### What you have to do
The task calls for each line of the records below in which the word "girl" appears.
======== Material to process
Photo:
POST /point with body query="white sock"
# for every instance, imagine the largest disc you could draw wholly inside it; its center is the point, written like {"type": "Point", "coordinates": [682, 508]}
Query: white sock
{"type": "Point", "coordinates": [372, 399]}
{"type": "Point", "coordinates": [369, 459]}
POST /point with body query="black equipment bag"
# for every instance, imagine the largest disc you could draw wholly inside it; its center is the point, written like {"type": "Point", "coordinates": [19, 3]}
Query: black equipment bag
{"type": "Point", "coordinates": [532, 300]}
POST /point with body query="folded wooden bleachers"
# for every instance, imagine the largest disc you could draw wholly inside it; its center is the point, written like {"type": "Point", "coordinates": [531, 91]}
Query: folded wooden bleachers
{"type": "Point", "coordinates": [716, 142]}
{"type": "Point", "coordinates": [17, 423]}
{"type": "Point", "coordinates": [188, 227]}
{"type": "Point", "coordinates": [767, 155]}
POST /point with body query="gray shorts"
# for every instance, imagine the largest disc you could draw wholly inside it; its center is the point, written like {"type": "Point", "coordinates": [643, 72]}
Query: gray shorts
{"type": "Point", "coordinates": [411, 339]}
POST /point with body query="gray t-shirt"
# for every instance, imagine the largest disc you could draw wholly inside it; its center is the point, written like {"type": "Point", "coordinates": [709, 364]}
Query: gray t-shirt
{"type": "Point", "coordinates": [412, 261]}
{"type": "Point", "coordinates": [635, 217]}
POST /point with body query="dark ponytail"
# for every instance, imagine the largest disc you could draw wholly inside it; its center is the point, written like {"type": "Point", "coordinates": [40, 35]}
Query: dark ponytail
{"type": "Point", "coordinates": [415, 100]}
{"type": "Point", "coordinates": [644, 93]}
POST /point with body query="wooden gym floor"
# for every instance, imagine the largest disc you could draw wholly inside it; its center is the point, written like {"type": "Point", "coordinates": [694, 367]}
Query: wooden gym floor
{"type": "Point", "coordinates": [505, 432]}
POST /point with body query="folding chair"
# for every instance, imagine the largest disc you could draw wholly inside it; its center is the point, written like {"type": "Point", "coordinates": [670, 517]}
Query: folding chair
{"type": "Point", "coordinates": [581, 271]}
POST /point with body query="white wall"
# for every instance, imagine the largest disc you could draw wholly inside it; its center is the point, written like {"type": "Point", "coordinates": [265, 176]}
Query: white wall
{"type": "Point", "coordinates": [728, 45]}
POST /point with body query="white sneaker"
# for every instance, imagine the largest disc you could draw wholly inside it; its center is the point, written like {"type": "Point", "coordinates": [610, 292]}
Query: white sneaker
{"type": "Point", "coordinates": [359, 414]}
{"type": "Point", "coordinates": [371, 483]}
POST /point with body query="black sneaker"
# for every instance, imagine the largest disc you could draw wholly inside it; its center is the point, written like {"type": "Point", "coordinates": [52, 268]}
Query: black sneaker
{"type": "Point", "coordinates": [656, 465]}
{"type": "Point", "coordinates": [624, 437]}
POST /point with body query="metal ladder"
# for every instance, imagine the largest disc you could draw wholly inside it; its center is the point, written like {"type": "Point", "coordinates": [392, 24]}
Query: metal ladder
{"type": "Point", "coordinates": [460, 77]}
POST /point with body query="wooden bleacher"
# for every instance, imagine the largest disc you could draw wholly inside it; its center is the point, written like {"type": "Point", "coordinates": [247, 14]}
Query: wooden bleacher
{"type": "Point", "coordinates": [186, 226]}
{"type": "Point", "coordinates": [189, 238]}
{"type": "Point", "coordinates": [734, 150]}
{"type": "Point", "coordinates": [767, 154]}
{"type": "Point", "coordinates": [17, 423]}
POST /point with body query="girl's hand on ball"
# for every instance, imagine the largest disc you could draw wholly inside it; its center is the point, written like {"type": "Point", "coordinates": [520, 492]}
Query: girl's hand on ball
================
### Answer area
POST /point with body query="girl's hand on ball"
Query: girl's hand on ball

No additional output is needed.